[Start of section]

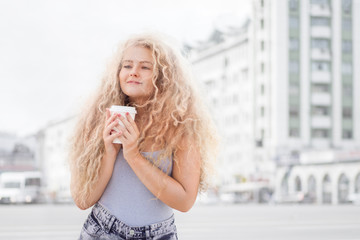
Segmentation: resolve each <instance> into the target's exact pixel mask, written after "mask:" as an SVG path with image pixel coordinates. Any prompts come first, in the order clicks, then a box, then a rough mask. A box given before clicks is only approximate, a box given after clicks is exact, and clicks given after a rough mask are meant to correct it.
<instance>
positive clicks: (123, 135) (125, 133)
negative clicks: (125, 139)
mask: <svg viewBox="0 0 360 240" xmlns="http://www.w3.org/2000/svg"><path fill="white" fill-rule="evenodd" d="M117 128H118V129H119V131H120V132H122V135H123V136H124V137H125V138H126V139H128V138H129V137H130V136H131V133H130V132H129V131H128V129H127V128H126V127H124V126H122V125H120V124H119V125H118V126H117Z"/></svg>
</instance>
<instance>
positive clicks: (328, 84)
mask: <svg viewBox="0 0 360 240" xmlns="http://www.w3.org/2000/svg"><path fill="white" fill-rule="evenodd" d="M311 90H312V92H313V93H330V86H329V84H326V83H313V84H312V89H311Z"/></svg>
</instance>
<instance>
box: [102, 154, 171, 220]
mask: <svg viewBox="0 0 360 240" xmlns="http://www.w3.org/2000/svg"><path fill="white" fill-rule="evenodd" d="M141 154H142V155H143V156H144V157H145V158H147V159H148V160H149V161H152V159H156V158H157V157H158V156H159V154H160V151H157V152H152V153H151V152H143V153H141ZM159 168H160V169H161V170H162V171H164V172H165V173H168V174H169V175H171V173H172V158H170V159H166V161H165V162H164V163H163V164H162V165H161V166H160V167H159ZM168 168H170V169H168ZM168 170H169V171H168ZM99 203H100V204H101V205H102V206H103V207H105V208H106V209H107V210H109V212H111V213H112V214H113V215H114V216H115V217H116V218H117V219H119V220H120V221H122V222H124V223H125V224H127V225H129V226H145V225H150V224H153V223H158V222H162V221H164V220H166V219H168V218H170V217H171V216H172V215H173V210H172V208H170V207H169V206H167V205H166V204H165V203H163V202H162V201H160V200H159V199H157V198H156V196H154V195H153V194H152V193H151V192H150V191H149V190H148V189H147V188H146V187H145V185H144V184H143V183H142V182H141V181H140V180H139V178H138V177H137V176H136V174H135V173H134V171H133V170H132V168H131V167H130V166H129V164H128V163H127V161H126V160H125V159H124V155H123V151H122V149H121V150H120V152H119V154H118V156H117V158H116V161H115V165H114V171H113V174H112V176H111V179H110V180H109V183H108V185H107V187H106V189H105V191H104V193H103V195H102V196H101V198H100V200H99Z"/></svg>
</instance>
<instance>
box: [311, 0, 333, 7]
mask: <svg viewBox="0 0 360 240" xmlns="http://www.w3.org/2000/svg"><path fill="white" fill-rule="evenodd" d="M311 4H314V5H320V6H321V7H329V6H330V2H329V0H311Z"/></svg>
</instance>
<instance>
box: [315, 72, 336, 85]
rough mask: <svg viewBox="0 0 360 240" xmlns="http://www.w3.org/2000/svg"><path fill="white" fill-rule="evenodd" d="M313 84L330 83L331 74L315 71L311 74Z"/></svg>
mask: <svg viewBox="0 0 360 240" xmlns="http://www.w3.org/2000/svg"><path fill="white" fill-rule="evenodd" d="M311 79H312V82H313V83H330V82H331V73H330V72H329V71H315V72H312V73H311Z"/></svg>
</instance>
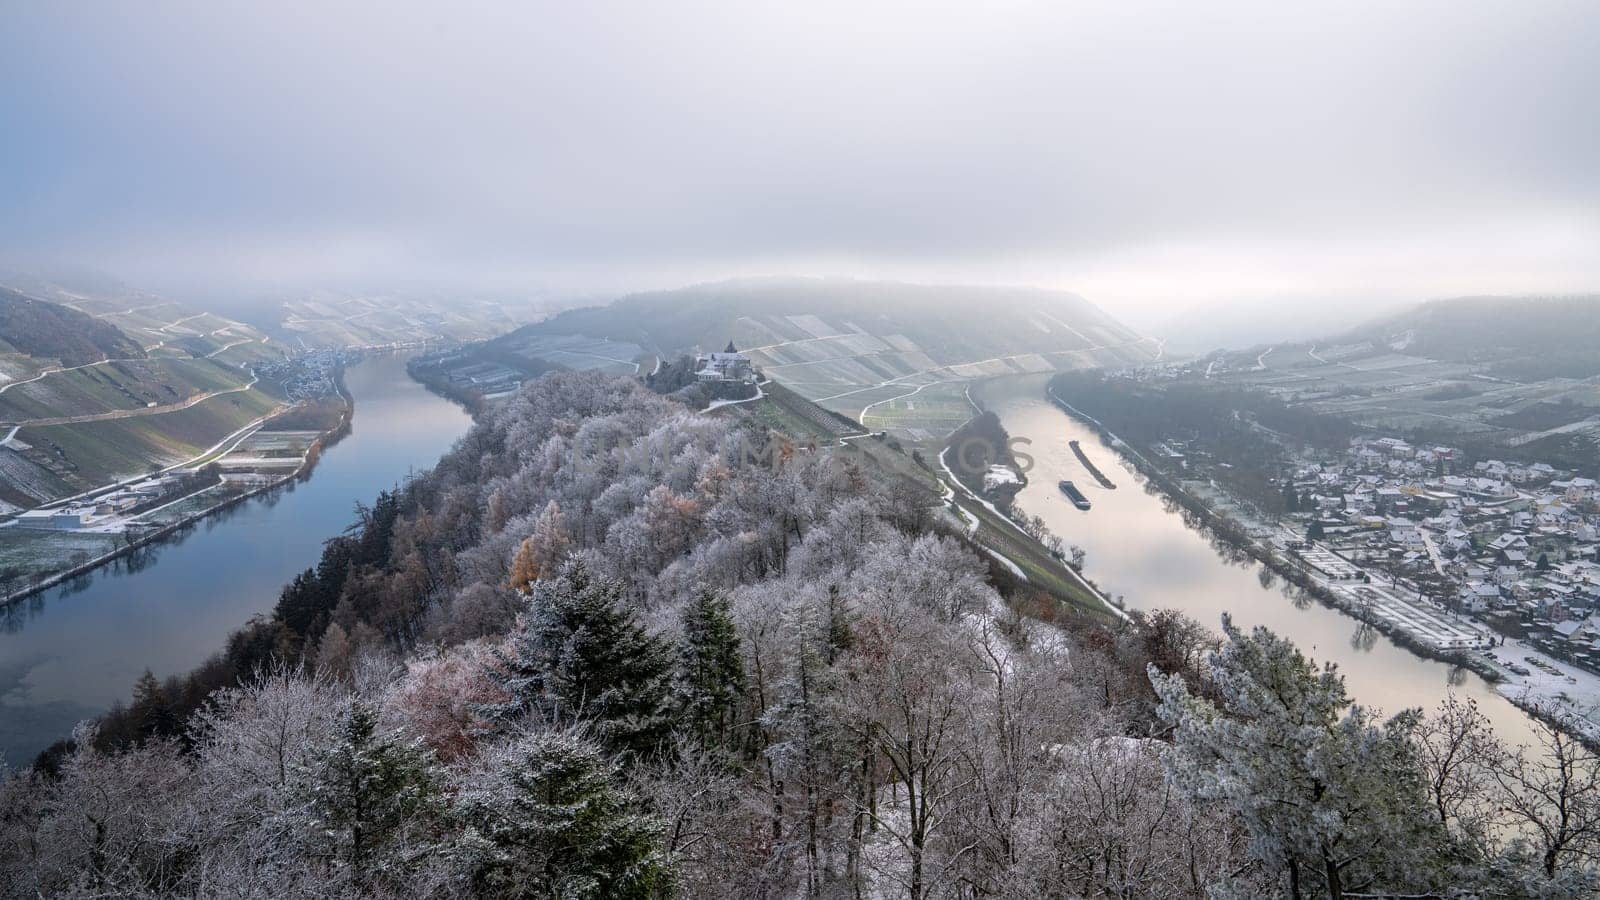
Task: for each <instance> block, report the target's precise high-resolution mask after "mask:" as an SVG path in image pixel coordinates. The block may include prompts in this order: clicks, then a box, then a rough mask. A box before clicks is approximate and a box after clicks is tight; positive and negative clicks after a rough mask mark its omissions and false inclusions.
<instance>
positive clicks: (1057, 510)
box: [986, 380, 1533, 743]
mask: <svg viewBox="0 0 1600 900" xmlns="http://www.w3.org/2000/svg"><path fill="white" fill-rule="evenodd" d="M986 396H987V404H986V405H987V407H989V408H992V410H994V412H995V413H998V415H1000V421H1002V423H1003V424H1005V428H1006V431H1008V432H1010V434H1011V437H1026V439H1030V440H1032V444H1030V445H1027V447H1022V450H1024V452H1026V453H1029V455H1030V456H1034V468H1032V471H1029V472H1027V477H1029V484H1027V487H1026V488H1022V492H1021V493H1019V495H1018V504H1019V506H1021V508H1022V509H1026V511H1027V512H1029V514H1030V516H1040V517H1043V519H1045V522H1046V524H1048V525H1050V530H1051V532H1054V533H1058V535H1061V538H1062V540H1064V541H1066V543H1069V544H1077V546H1082V548H1083V549H1085V551H1086V552H1088V557H1086V562H1085V569H1086V573H1088V577H1090V578H1093V580H1094V581H1096V583H1099V585H1101V588H1104V589H1106V591H1107V593H1109V594H1123V596H1125V599H1126V604H1128V607H1130V609H1141V610H1154V609H1176V610H1182V612H1184V613H1187V615H1189V617H1190V618H1195V620H1198V621H1202V623H1205V625H1208V626H1213V628H1218V626H1219V625H1221V618H1222V613H1224V612H1227V613H1232V615H1234V621H1235V625H1240V626H1242V628H1251V626H1256V625H1264V626H1267V628H1270V629H1274V631H1277V633H1278V634H1282V636H1285V637H1290V639H1291V641H1294V642H1296V644H1298V645H1299V647H1301V650H1302V652H1306V653H1307V655H1310V657H1312V658H1315V660H1317V661H1331V663H1336V665H1338V666H1339V671H1341V673H1342V674H1344V679H1346V684H1347V685H1349V689H1350V693H1352V697H1355V698H1357V701H1360V703H1363V705H1368V706H1376V708H1381V709H1382V711H1386V713H1398V711H1400V709H1403V708H1408V706H1421V708H1424V709H1429V711H1430V709H1434V708H1437V706H1438V705H1440V703H1442V701H1443V700H1445V698H1446V697H1448V695H1450V693H1451V692H1454V693H1456V695H1458V697H1470V698H1474V700H1475V701H1477V705H1478V708H1480V709H1482V711H1483V713H1485V714H1486V716H1490V719H1491V721H1493V722H1494V727H1496V730H1498V732H1499V735H1501V737H1502V738H1504V740H1507V741H1515V743H1525V741H1526V740H1528V738H1530V737H1531V733H1533V732H1531V730H1530V725H1531V721H1530V719H1528V716H1526V714H1525V713H1523V711H1522V709H1518V708H1517V706H1514V705H1512V703H1510V701H1509V700H1506V698H1504V697H1501V695H1499V693H1498V692H1496V690H1494V689H1493V685H1490V684H1488V682H1485V681H1483V679H1482V677H1478V676H1475V674H1472V673H1467V671H1464V669H1454V666H1448V665H1445V663H1438V661H1434V660H1424V658H1421V657H1416V655H1413V653H1411V652H1410V650H1405V649H1402V647H1398V645H1397V644H1392V642H1390V641H1389V639H1387V637H1384V636H1382V634H1378V633H1374V631H1373V629H1370V628H1366V629H1363V628H1362V623H1358V621H1357V620H1354V618H1350V617H1347V615H1344V613H1341V612H1336V610H1331V609H1328V607H1323V605H1320V604H1315V602H1312V604H1310V605H1306V604H1299V605H1296V604H1294V602H1293V601H1291V599H1290V597H1288V596H1285V593H1283V585H1282V581H1278V583H1275V585H1272V586H1264V585H1262V580H1261V567H1259V565H1258V564H1254V562H1251V564H1248V565H1243V567H1242V565H1235V564H1230V562H1227V560H1226V559H1224V557H1222V556H1219V554H1218V551H1216V549H1214V548H1213V546H1211V543H1210V541H1208V540H1206V538H1205V536H1203V535H1202V533H1200V532H1197V530H1194V528H1189V527H1187V525H1184V520H1182V517H1181V516H1179V514H1176V512H1171V511H1168V509H1166V508H1165V506H1163V503H1162V498H1160V496H1155V495H1150V493H1146V490H1144V487H1142V484H1141V480H1139V479H1138V477H1136V474H1134V471H1133V468H1131V466H1130V464H1128V463H1125V461H1123V460H1122V456H1120V455H1117V453H1115V452H1112V450H1110V448H1109V447H1106V445H1104V444H1101V439H1099V436H1098V434H1094V432H1093V431H1090V429H1088V428H1086V426H1083V424H1080V423H1078V421H1075V420H1072V418H1070V416H1067V415H1066V413H1062V412H1061V410H1058V408H1056V407H1054V405H1051V404H1048V402H1046V400H1045V399H1043V383H1040V381H1037V380H1030V381H1022V383H1005V384H1003V386H998V388H997V386H990V388H989V389H987V391H986ZM1066 399H1067V400H1069V402H1070V397H1066ZM1074 439H1075V440H1078V442H1080V444H1082V447H1083V450H1085V453H1088V456H1090V460H1094V464H1096V466H1099V469H1101V471H1102V472H1106V476H1107V477H1109V479H1110V480H1112V482H1115V484H1117V488H1115V490H1107V488H1102V487H1101V485H1099V482H1096V480H1094V477H1093V476H1090V474H1088V471H1086V469H1085V468H1083V466H1082V464H1080V463H1078V460H1077V458H1075V456H1074V455H1072V448H1070V447H1067V442H1069V440H1074ZM1062 479H1070V480H1072V482H1074V484H1077V485H1078V487H1080V488H1082V490H1083V493H1085V495H1086V496H1088V498H1090V501H1091V503H1093V509H1090V511H1086V512H1085V511H1080V509H1077V508H1075V506H1072V503H1069V501H1067V498H1066V496H1062V495H1061V492H1059V490H1056V482H1059V480H1062Z"/></svg>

[End of section]

▸ **WHAT YOU HAVE TO DO**
Print exactly the lines from the first line of the records above through the line containing "positive clicks: (123, 135) (125, 133)", both included, and leave the pictures out.

▸ **RESULT BELOW**
Segmentation: resolve each <instance> into the target's exact pixel mask, written after "mask:" as an SVG path with image pixel coordinates. Any prompts come first, in the order clicks, then a box, then a rough mask. A box given before clicks is only approximate, a box given after clicks is exact, and clicks given after a rough mask are meant to correct it.
<instance>
positive clicks: (123, 135) (125, 133)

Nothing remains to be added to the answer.